Document section –

Experts reviewed dozens of studies published over the past two decades and found that meditation may improve a host of factors linked with heart disease — making it worth including in an overall program for ongoing heart care.

“Not only can meditation improve how your heart functions, but a regular practice can enhance your outlook on life and motivate you to maintain many heart-healthy behaviors, like following a proper diet, getting adequate sleep, and keeping up regular exercise,” says Dr. John Denninger, director of research at the Harvard-affiliated Benson-Henry Institute for Mind Body Medicine at Massachusetts General Hospital.

Moving meditations:-
Sitting and being still isn’t the only way to practice meditation. Mind-body activities like yoga and tai chi are similar to meditation in that they emphasize slow movements, controlled breathing, and mental focus. Even exercises that emphasize steady, repetitive movements, such as riding a bike, swimming laps, or walking can be a form of meditation, if you focus your brain on the task at hand.

The heart of meditation:-
Meditation involves sitting comfortably with closed eyes and focusing on your breathing, a mental image, or repetition of a single positive word or phrase. The goal is to keep your mind focused on the present and away from stressful or distracting thoughts. As your mind becomes calm, so does your body.

Given entries –
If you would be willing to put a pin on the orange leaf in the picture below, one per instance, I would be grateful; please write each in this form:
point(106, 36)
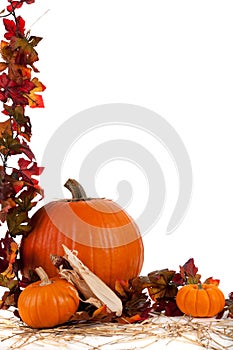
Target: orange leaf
point(5, 127)
point(101, 311)
point(211, 280)
point(3, 66)
point(34, 99)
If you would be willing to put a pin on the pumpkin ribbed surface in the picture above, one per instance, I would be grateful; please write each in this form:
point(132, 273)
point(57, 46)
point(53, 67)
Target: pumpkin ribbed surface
point(44, 306)
point(205, 300)
point(107, 239)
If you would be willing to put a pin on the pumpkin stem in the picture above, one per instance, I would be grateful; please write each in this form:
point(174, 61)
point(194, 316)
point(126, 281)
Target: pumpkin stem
point(43, 276)
point(76, 189)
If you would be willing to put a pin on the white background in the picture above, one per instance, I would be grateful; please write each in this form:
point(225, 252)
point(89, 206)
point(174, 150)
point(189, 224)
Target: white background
point(173, 57)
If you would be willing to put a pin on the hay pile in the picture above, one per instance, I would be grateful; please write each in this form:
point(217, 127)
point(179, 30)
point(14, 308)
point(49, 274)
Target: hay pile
point(205, 333)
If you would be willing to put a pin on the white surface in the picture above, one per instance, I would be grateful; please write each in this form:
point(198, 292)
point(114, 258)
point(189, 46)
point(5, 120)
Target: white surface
point(121, 342)
point(174, 58)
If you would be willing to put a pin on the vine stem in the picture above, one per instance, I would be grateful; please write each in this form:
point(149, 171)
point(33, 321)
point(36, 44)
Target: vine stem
point(43, 276)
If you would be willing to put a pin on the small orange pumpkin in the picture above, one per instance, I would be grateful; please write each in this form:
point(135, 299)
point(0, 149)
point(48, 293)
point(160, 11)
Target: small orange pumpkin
point(48, 302)
point(107, 239)
point(200, 300)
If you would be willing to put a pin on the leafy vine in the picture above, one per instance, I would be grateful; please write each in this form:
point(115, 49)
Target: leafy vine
point(19, 171)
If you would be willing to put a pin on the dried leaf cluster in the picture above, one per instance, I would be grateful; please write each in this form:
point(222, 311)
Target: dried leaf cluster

Task set –
• a. Answer these questions about the text on meditation and heart health, one per line:
(i) Over what span of time were the reviewed studies published?
(ii) What position does Dr. John Denninger hold?
(iii) Which two mind-body activities does the text call similar to meditation?
• b. Set down word for word the part of the text on meditation and heart health starting at "Experts reviewed dozens" and ending at "Massachusetts General Hospital.".
Rely only on the text about meditation and heart health.

Per-task outputs –
• a.
(i) The past two decades.
(ii) Director of research at the Harvard-affiliated Benson-Henry Institute for Mind Body Medicine at Massachusetts General Hospital.
(iii) Yoga and tai chi.

• b.
Experts reviewed dozens of studies published over the past two decades and found that meditation may improve a host of factors linked with heart disease — making it worth including in an overall program for ongoing heart care.

“Not only can meditation improve how your heart functions, but a regular practice can enhance your outlook on life and motivate you to maintain many heart-healthy behaviors, like following a proper diet, getting adequate sleep, and keeping up regular exercise,” says Dr. John Denninger, director of research at the Harvard-affiliated Benson-Henry Institute for Mind Body Medicine at Massachusetts General Hospital.